• [REQUIRED ACTIONS]:
A: Using the article on California's biogas market, decide whether each statement agrees with it: (i) California has more dairy production than any other U.S. state; (ii) dairy farms produce most of the state's methane emissions; (iii) Tim Olson works for a federal agency. Answer yes or no for each and quote the deciding words.
B: Transcribe everything in the article on California's biogas market from "California’s biogas market could" down to "state government agency.".

Overcoming the Biggest Biogas Market Challenges

How California’s Biogas Market is Going to be Fixed… and When

California’s biogas market could be at a turning point in 2018 as regulatory bodies push to eliminate current barriers facing project developers.

“We’re getting successes in ones and twos and tens of projects, and we need a couple of hundred, 500, a thousand,” said Tim Olson, a senior policy adviser on transportation-related topics for the California Energy Commission, a state government agency.

“We’re looking for evolution and growth in the market,” he commented. Olson said California was “on the verge of pretty massive growth” in biofuel production, but that the market was still very much dependent on intervention in the form of targets and investment of seed money to help spur expansion to hundreds of projects.

California is studying new waste-related regulations to support moves to a lower-carbon economy, he said. One of the areas under review concerns short-lived climate pollutants such as methane, hydrofluorocarbons and black carbon.

Methane is between 26 and 85 times more intense than CO2 as a greenhouse gas pollutant, which has forced the Californian administration to set out separate policies to combat it.

Specifically, by 2030 the administration is seeking to reduce short-lived climate pollutants by 50 percent below 2003 levels. Dairy farms account for about half of all methane emissions in the state, and are due to become a major target for the policy. California is the biggest dairy producer in the U.S., with close to 1,400 farms.

“There’s potential legislation which means if you don’t act we’re going to force you to act,” said Olson.

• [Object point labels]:
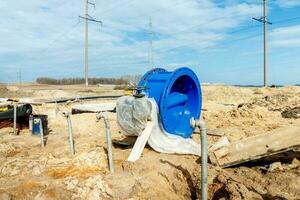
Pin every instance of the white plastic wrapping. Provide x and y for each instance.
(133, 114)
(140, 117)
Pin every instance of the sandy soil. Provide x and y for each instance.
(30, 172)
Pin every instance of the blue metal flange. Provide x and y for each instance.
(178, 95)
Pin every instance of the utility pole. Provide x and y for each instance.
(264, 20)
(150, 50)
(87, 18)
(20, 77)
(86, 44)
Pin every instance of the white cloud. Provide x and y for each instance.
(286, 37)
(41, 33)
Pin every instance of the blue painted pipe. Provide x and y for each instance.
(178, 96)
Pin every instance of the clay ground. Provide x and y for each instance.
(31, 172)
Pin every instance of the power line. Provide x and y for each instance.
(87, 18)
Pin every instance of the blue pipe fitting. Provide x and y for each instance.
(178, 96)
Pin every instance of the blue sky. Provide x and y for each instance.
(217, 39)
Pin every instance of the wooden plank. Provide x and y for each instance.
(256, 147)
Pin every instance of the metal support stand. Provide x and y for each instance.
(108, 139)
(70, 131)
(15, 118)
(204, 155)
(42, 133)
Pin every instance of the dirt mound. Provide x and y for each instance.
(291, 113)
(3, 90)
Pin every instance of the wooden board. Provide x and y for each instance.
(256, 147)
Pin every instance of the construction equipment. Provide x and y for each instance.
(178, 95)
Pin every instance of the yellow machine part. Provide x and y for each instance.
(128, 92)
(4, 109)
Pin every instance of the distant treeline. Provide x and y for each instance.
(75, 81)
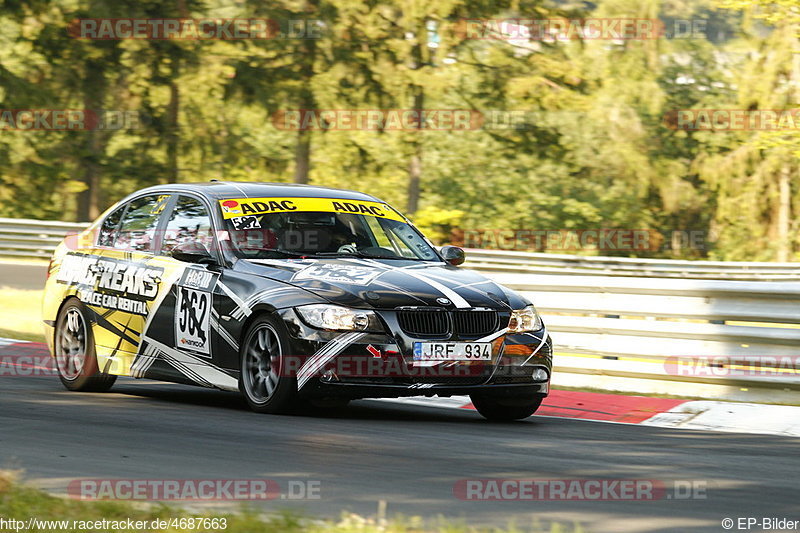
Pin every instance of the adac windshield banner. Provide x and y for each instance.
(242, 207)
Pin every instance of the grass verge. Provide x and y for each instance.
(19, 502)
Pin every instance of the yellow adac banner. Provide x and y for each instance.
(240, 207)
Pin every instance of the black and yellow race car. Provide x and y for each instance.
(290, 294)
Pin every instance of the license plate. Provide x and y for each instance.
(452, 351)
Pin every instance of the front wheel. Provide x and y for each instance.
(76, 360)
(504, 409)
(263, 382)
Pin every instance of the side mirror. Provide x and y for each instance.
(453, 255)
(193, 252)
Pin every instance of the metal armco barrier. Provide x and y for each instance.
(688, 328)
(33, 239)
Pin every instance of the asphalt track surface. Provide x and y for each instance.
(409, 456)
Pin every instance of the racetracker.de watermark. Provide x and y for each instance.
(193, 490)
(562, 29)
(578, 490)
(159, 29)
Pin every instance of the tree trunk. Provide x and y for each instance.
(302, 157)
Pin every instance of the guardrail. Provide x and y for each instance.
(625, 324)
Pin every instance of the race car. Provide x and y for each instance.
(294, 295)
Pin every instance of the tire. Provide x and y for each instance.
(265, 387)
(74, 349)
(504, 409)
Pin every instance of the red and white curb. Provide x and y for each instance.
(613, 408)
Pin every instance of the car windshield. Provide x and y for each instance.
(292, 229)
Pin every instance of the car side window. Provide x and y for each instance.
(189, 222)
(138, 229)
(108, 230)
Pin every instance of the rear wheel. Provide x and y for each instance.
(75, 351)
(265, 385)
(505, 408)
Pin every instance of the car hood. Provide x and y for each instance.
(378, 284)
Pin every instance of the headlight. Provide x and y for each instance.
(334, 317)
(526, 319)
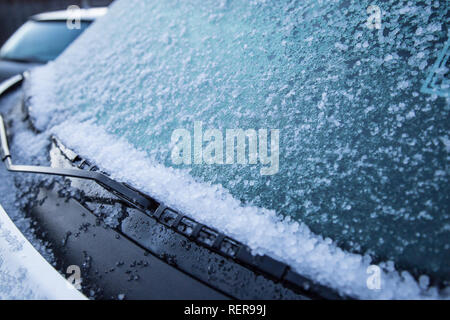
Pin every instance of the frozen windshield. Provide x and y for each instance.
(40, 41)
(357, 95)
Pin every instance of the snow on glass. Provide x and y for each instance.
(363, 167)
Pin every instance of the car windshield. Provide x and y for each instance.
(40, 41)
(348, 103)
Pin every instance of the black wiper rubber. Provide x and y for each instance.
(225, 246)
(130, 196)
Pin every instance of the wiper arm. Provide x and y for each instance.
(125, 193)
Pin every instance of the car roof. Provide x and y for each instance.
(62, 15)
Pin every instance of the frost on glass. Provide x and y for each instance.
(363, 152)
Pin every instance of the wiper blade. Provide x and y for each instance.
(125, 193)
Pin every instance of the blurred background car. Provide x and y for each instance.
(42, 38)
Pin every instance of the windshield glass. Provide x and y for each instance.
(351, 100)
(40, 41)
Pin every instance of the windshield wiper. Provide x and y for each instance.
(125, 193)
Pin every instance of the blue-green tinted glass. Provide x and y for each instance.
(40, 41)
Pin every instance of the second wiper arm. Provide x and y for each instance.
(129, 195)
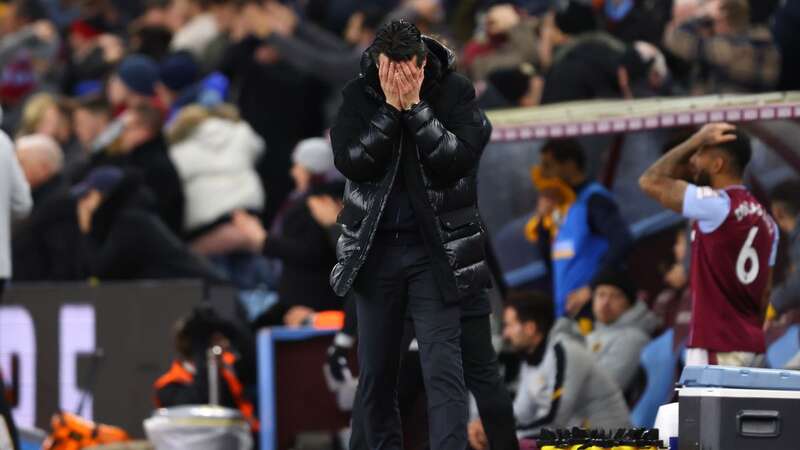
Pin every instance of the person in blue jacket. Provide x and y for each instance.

• [SOLUTION SET]:
A:
(i) Yes: "California is the biggest dairy producer in the U.S., with close to 1,400 farms."
(ii) No: "Dairy farms account for about half of all methane emissions in the state"
(iii) No: "the California Energy Commission, a state government agency"

B:
California’s biogas market could be at a turning point in 2018 as regulatory bodies push to eliminate current barriers facing project developers.

“We’re getting successes in ones and twos and tens of projects, and we need a couple of hundred, 500, a thousand,” said Tim Olson, a senior policy adviser on transportation-related topics for the California Energy Commission, a state government agency.